DATA RECORDS:
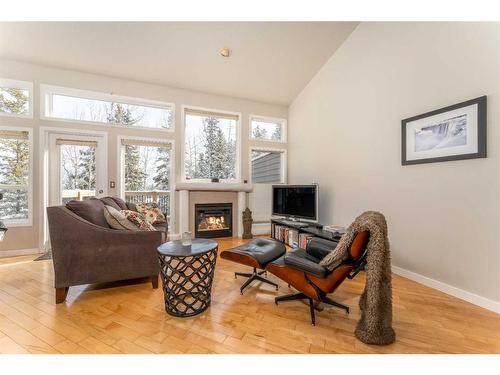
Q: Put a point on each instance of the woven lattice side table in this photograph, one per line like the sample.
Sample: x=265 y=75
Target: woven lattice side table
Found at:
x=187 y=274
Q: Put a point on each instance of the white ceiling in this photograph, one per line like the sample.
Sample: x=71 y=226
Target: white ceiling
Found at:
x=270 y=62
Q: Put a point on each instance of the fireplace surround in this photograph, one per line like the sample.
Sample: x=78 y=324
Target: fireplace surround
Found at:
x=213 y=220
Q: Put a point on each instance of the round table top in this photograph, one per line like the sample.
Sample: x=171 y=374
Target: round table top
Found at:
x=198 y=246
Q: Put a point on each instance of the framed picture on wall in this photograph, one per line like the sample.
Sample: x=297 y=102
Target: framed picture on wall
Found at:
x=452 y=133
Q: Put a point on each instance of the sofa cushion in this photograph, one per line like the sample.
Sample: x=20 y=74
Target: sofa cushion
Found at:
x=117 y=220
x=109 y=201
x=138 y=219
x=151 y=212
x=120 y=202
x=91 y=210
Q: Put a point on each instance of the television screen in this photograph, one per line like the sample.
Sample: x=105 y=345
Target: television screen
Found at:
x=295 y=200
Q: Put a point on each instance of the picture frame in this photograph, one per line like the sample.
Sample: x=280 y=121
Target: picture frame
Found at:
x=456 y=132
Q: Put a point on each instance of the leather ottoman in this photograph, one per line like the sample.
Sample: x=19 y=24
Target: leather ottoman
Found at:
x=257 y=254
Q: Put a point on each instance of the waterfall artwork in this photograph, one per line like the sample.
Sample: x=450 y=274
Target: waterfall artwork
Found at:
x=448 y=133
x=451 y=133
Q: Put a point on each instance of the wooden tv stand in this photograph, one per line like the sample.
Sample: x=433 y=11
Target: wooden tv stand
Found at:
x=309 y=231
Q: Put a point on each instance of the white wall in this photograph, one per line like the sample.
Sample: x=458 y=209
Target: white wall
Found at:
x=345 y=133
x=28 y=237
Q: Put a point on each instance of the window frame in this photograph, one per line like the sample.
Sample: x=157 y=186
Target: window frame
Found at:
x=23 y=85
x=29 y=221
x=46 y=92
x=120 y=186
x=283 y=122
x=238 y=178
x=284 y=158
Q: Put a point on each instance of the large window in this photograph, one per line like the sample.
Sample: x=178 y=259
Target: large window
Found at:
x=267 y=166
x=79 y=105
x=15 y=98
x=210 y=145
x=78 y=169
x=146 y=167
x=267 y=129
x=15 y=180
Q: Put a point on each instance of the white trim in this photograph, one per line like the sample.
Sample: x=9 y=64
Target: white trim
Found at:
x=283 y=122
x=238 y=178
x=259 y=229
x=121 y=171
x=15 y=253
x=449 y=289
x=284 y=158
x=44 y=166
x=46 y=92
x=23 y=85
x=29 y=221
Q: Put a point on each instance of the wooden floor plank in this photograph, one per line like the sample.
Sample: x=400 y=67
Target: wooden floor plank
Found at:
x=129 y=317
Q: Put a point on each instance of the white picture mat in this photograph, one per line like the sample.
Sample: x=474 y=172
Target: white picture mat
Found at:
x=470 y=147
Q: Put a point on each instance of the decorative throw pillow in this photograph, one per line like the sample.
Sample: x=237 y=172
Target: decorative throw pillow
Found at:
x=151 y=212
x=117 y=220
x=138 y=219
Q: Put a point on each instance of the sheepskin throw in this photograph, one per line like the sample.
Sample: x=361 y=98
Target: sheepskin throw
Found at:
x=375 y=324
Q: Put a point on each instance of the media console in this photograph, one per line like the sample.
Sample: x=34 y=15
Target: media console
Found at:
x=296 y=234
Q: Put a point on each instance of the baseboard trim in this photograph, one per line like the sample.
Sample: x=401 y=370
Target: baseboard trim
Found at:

PROBLEM: Can you render the material as a numbered list, starting at the line that contains "Q: Put a point on each instance of the fireplace" and ending at the line that contains "x=198 y=246", with both of those lines included and blank lines left out?

COMPLETE OUTPUT:
1. Q: Put a point on each instance of the fireplace surround in this photograph, one per line like the sample.
2. Sample: x=78 y=324
3. Target: fireplace surround
4. Found at:
5. x=213 y=220
6. Q: Put a point on each instance of the round table top in this photograph, one per line like the sample.
7. Sample: x=171 y=374
8. Target: round table top
9. Found at:
10. x=198 y=246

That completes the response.